# New pics of my R32 GTR



## JonR32GTR (Jan 10, 2007)

Finally the GTR are back on the road again and It look's a little bit different now.  

This winter I have changed the wheels from R34 GTR wheels to my new set of Volk CE28n 9,5x18" in Titanium silver, I was going for bronze ones but changed my mind since so many have them, and I don't regret It!  

The body have got a couple of new parts, an Abflug carbon front diffuser, Hasemi Carbon N1 spats, Attain carbon heat shield over the exhaust and R34 GTR and Nismo badges on the boot lid.  

I also changed the fuel pump to a Nismo one, shined the engine bay and painted the engine covers in dark green candy.  also waiting for my new aluminium Koyo Radiator to arrive..

Very pleased with the end result and can't wait to drive it so much I can this summer!  

Last weekend a friend of mine wanted to take some pics of It so we had a little photoshoot at my workplace.

Here's one, see the link for rest of the pics from the shoot!  










kasperwe.com

Hope you like the pics!  

Jon


----------



## sparks (May 10, 2005)

Lovely looking R32, congratulations!


----------



## steveyturbo (Dec 24, 2006)

Stunning, great photos


----------



## Polay (Sep 1, 2007)

Very appealing, fantastic shots... Looks stunning.


----------



## brett21 (Apr 20, 2005)

I love taking pic's like that, but never look that good,  Nice R32.


----------



## JonR32GTR (Jan 10, 2007)

Thank's for the nice comments guys!  

It's nice to have a such talented photographer as a friend when it comes to taking some pics of the car, and he's only 24 years old so It's interesting to see how good he is going to be in the future.  

Later this summer he's going to take some pictures of a stunning R34 GTR vspecII that belongs to a friend of mine that is a member here, can't wait to see the outcome of that, that car is amazing! :bowdown1:


----------



## Brian220 (Mar 10, 2005)

Really nice 32 Jon, adding a lower splitter and some quality wheels really transforms the look of the car.

Brian


----------



## Skyline Squeak (Jun 21, 2006)

looks great!


----------



## Spooled1.8 (Apr 26, 2007)

Clean R32 :thumbsup:


----------



## Light-R (Apr 23, 2007)

jealous of your brakes mate.
nice pics


----------



## JonR32GTR (Jan 10, 2007)

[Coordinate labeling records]
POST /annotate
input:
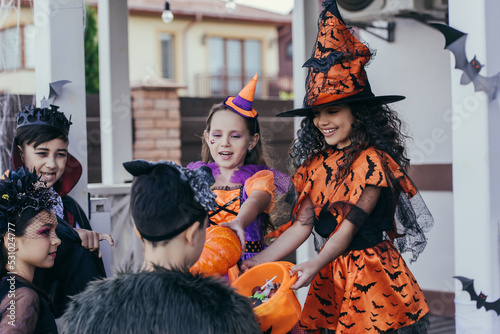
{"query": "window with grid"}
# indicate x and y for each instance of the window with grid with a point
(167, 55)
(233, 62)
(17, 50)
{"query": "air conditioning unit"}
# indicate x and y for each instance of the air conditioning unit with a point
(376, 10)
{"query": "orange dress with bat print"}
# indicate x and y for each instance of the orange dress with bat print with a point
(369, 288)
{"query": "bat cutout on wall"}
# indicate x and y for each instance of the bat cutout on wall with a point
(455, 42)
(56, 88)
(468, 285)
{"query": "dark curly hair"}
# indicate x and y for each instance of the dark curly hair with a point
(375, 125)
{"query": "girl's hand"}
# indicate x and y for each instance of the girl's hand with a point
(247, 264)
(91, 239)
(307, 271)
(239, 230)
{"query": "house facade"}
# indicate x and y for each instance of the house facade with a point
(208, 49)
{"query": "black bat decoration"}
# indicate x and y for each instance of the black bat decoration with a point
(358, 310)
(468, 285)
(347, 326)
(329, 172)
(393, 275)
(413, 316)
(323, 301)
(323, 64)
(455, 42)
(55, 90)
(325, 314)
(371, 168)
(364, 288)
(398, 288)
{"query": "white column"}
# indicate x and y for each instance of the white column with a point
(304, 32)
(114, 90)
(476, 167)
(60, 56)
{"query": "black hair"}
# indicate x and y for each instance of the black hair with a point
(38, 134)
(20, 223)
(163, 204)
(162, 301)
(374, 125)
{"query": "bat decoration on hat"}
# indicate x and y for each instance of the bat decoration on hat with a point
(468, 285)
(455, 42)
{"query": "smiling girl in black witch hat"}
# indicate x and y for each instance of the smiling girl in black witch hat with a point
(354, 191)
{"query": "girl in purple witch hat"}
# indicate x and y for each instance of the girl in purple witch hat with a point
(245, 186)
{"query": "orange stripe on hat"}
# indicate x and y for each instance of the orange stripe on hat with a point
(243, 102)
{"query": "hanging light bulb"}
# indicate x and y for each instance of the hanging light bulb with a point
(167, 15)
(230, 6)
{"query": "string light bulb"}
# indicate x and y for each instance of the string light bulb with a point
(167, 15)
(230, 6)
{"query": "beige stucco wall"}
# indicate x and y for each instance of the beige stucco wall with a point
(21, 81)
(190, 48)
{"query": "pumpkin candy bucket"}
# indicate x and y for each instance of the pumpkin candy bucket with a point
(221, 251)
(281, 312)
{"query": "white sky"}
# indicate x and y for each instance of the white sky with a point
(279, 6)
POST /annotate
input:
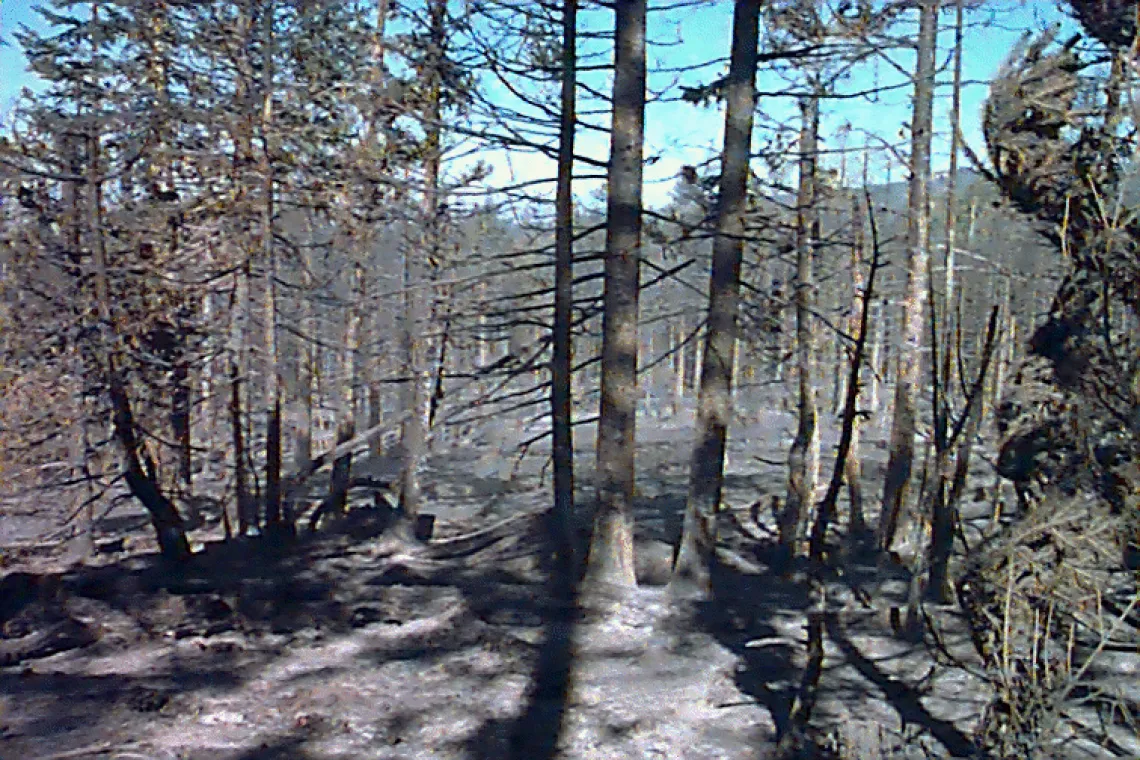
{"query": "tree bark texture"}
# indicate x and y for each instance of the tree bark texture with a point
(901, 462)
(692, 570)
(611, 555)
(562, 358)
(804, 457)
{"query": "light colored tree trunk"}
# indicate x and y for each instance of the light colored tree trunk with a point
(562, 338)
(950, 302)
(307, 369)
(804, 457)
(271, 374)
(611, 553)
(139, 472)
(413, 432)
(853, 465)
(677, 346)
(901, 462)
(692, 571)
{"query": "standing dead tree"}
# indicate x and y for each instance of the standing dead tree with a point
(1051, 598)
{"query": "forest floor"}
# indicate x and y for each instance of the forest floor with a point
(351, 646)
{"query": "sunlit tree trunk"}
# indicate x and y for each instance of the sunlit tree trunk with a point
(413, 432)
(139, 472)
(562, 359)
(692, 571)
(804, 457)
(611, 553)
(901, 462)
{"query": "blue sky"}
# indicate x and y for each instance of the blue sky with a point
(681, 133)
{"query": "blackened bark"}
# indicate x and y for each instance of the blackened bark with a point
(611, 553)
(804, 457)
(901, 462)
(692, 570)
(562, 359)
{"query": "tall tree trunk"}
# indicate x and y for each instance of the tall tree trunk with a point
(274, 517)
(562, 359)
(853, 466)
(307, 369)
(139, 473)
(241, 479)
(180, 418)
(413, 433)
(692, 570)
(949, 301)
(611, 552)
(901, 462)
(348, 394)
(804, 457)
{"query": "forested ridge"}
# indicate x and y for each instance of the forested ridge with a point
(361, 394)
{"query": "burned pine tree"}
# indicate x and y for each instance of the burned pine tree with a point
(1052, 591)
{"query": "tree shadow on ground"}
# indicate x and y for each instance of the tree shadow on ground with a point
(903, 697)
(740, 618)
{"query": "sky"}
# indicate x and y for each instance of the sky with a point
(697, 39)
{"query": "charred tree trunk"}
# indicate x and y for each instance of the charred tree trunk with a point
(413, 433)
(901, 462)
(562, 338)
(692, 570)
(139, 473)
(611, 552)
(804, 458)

AIM :: Rewrite the part of the forum thread starting at "# New pics of" and ending at "Radiator to arrive..", putting "midnight blue" in place of "dark green". The records above are separate from the forum thread.

ANSWER IN FULL ::
# New pics of my R32 GTR



## JonR32GTR (Jan 10, 2007)

Finally the GTR are back on the road again and It look's a little bit different now.  

This winter I have changed the wheels from R34 GTR wheels to my new set of Volk CE28n 9,5x18" in Titanium silver, I was going for bronze ones but changed my mind since so many have them, and I don't regret It!  

The body have got a couple of new parts, an Abflug carbon front diffuser, Hasemi Carbon N1 spats, Attain carbon heat shield over the exhaust and R34 GTR and Nismo badges on the boot lid.  

I also changed the fuel pump to a Nismo one, shined the engine bay and painted the engine covers in midnight blue candy.  also waiting for my new aluminium Koyo Radiator to arrive..